Action item = For this exercise, restate word for word only the lines from the first line of the data to the line containing "Task: point out the blue sky".

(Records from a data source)
--

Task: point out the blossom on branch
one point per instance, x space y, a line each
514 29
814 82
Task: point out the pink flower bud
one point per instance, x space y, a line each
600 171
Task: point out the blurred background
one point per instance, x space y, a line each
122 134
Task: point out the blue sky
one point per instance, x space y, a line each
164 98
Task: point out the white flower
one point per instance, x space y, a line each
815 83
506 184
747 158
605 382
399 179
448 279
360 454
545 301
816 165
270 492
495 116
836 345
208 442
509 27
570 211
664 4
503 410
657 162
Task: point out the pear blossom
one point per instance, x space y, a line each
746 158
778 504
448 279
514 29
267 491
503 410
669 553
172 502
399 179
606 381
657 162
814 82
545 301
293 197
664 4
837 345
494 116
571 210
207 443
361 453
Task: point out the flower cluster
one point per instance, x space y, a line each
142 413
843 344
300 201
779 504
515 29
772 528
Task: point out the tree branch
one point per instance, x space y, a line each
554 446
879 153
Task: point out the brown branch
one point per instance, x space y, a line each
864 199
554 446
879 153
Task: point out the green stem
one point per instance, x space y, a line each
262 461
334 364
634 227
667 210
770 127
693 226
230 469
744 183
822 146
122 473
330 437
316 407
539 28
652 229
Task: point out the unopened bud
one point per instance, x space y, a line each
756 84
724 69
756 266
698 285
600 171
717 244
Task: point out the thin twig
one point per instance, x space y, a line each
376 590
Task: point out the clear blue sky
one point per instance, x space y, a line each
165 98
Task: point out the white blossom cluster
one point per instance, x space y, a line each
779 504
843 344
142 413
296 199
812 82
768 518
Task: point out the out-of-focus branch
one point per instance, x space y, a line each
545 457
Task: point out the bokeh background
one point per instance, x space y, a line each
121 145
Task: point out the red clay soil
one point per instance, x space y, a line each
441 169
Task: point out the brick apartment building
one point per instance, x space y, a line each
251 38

--

Answer section =
Task: point out the blossom on branch
one point per instance, x space y, a line each
514 29
814 82
Task: point out the pink flower bud
one point per instance, x space y, a line each
600 171
Task: point out the blurred background
one point per instance, x space y, a line each
122 134
Task: point out the blue sky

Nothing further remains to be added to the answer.